JOB.
Please count the lines in the records below that contain the word "Target", treating uppercase and lowercase as different, and reply with the number alone.

─── RECORDS SUPPLIED ───

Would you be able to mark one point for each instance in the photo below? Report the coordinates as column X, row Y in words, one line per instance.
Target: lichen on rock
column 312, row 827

───
─── RECORDS SUPPLIED ───

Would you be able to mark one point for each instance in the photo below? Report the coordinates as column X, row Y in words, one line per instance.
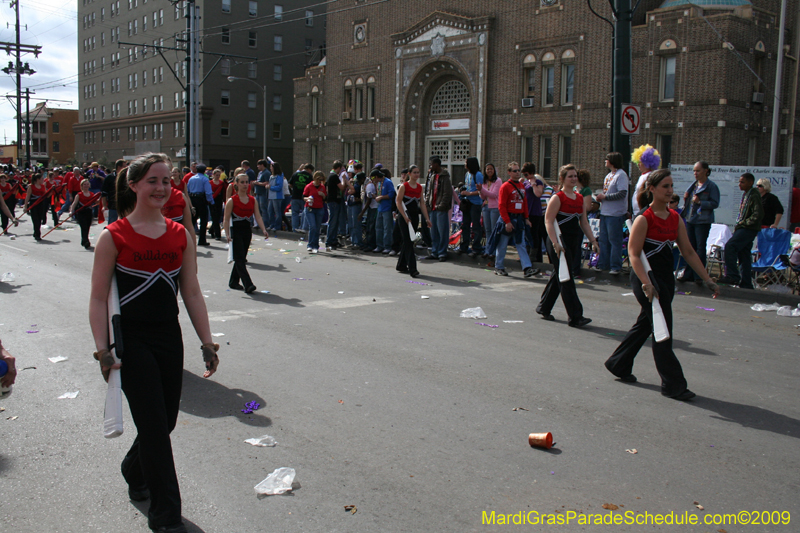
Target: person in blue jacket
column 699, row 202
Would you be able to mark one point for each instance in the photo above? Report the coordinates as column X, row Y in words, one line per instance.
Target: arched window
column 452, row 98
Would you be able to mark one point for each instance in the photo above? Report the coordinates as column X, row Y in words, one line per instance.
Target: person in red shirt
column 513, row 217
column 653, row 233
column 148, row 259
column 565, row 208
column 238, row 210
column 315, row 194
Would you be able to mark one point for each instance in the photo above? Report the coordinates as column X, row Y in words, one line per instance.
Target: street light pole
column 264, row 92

───

TASK SOLUTION.
5